--- start Extract ---

- Introduction
- Mask R-CNN (He et al. 2018)
- CenterMask (Lee and Park 2020)
- Cascade R-CNN (Cai and Vasconcelos 2019)
- MaskFormer (Cheng, Schwing, and Kirillov 2021)
- Mask2Former (Cheng et al. 2022)
- Mask-FrozenDETR (Liang and Yuan 2023)
- Segment Anything (Kirillov et al. 2023)
- Segment Anything 2 (Ravi et al. 2024)
Introduction
Mask R-CNN (He et al. 2018)
Mask R-CNN adapts Faster R-CNN to include a branch for instance segmentation (Ren et al. 2017). This branch predicts a binary mask for each RoI, and the training loss is updated to include this branch.
Key Contributions
- Introduces RoIAlign to preserve exact spatial locations.
- Decouples mask and class predictions, allowing the network to generate masks for each class without competition among classes.
- Achieved SOTA reults on COCO instance segmentation, object detection, and human pose estimation.

--- end Extract ---
--- start Extracted records ---

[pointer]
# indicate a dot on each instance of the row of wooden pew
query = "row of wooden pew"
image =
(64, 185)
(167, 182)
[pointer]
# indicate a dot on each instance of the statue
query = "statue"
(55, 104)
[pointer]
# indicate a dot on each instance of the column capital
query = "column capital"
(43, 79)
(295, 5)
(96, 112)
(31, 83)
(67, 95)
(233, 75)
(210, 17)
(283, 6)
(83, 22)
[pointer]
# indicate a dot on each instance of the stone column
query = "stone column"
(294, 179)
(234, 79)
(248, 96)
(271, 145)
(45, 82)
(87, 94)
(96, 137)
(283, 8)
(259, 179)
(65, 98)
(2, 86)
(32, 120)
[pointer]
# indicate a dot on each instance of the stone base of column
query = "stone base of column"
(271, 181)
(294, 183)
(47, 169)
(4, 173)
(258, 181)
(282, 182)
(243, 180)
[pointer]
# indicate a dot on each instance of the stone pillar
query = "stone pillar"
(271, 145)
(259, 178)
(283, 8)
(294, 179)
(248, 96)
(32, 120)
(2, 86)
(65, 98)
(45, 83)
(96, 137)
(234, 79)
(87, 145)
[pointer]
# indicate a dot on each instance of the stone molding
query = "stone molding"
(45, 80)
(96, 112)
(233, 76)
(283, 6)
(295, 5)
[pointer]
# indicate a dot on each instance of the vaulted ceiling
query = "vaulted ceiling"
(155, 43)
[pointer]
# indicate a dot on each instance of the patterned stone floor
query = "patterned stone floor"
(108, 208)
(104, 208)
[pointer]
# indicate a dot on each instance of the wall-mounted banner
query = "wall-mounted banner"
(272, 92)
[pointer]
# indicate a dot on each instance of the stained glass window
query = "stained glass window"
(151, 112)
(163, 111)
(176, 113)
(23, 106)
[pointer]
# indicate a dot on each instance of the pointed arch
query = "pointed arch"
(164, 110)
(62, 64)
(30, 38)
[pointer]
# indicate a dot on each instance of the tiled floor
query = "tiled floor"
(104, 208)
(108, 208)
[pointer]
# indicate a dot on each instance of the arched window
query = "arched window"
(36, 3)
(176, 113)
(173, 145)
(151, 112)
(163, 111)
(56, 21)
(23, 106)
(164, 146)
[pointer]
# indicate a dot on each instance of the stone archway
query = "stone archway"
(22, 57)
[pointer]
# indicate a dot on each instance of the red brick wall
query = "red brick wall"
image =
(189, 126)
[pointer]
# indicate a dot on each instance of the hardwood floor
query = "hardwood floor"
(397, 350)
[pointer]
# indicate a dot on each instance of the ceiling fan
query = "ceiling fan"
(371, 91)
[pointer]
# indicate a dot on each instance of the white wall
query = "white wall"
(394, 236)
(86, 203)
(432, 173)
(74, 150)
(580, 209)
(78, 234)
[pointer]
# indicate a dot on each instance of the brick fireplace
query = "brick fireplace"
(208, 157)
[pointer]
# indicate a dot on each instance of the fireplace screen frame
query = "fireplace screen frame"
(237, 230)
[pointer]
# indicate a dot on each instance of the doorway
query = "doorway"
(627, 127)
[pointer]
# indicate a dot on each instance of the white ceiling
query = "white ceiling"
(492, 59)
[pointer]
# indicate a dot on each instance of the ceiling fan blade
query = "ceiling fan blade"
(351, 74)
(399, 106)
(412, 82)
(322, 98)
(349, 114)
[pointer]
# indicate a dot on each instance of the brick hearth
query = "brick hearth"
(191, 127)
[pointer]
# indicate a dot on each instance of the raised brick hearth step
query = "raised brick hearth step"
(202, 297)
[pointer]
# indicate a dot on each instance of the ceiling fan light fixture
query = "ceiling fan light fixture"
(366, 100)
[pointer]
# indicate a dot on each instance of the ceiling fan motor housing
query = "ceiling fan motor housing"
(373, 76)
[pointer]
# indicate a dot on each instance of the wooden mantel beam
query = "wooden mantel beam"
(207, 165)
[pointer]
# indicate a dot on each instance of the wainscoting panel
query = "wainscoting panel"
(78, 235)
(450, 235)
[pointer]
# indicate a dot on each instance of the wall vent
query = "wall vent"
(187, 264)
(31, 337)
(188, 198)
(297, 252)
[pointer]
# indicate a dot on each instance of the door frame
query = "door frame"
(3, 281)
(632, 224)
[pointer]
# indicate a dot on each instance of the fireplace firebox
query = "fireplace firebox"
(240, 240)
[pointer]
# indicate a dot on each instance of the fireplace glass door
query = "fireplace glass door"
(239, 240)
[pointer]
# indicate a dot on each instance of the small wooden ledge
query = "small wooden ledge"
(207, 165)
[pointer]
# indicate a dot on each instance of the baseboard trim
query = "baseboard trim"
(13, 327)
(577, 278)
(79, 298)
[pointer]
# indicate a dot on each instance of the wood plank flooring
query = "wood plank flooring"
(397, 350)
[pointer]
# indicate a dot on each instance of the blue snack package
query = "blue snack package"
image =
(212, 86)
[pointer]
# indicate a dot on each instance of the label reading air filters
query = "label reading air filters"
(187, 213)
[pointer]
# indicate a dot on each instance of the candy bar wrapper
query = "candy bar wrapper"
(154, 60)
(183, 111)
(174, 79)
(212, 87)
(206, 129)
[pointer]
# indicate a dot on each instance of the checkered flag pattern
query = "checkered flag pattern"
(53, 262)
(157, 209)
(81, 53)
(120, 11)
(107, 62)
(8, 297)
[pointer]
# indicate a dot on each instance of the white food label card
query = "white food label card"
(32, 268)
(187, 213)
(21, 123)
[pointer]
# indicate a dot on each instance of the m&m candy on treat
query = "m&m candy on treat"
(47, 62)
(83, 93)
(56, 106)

--- end Extracted records ---

Set tasks:
• 1. From the instance segmentation notes, return the part that opens with the words containing "- CenterMask (Lee" and closes with "et al. 2022)".
• 2. According to the instance segmentation notes, which detector does Mask R-CNN adapt by adding a branch for instance segmentation?
• 3. Extend the instance segmentation notes, picking up after their final line.

Answers per task:
• 1.
- CenterMask (Lee and Park 2020)
- Cascade R-CNN (Cai and Vasconcelos 2019)
- MaskFormer (Cheng, Schwing, and Kirillov 2021)
- Mask2Former (Cheng et al. 2022)

• 2. Faster R-CNN.

• 3.
RoIAlign
Transforming a spatial-preserving representation into a compressed output necessarily removes that spatial encoding. In other words, the spatial information is lost when the feature map is downsampled. To address this, Mask R-CNN introduces RoIAlign, which preserves the spatial information of the feature map. RoIAlign is a bilinear interpolation method that samples the feature map at the exact locations of the RoI.
Regions of Interest (RoIs) are generated based on the output feature map of the backbone network. These bounding boxes do not line up perfectly with the feature map. RoIPooling would round the coordinates to the nearest integer, which can lead to misalignment. This was not an issue in Faster R-CNN, where the goal was to predict the class and bounding box. However, for instance segmentation, the spatial information is crucial.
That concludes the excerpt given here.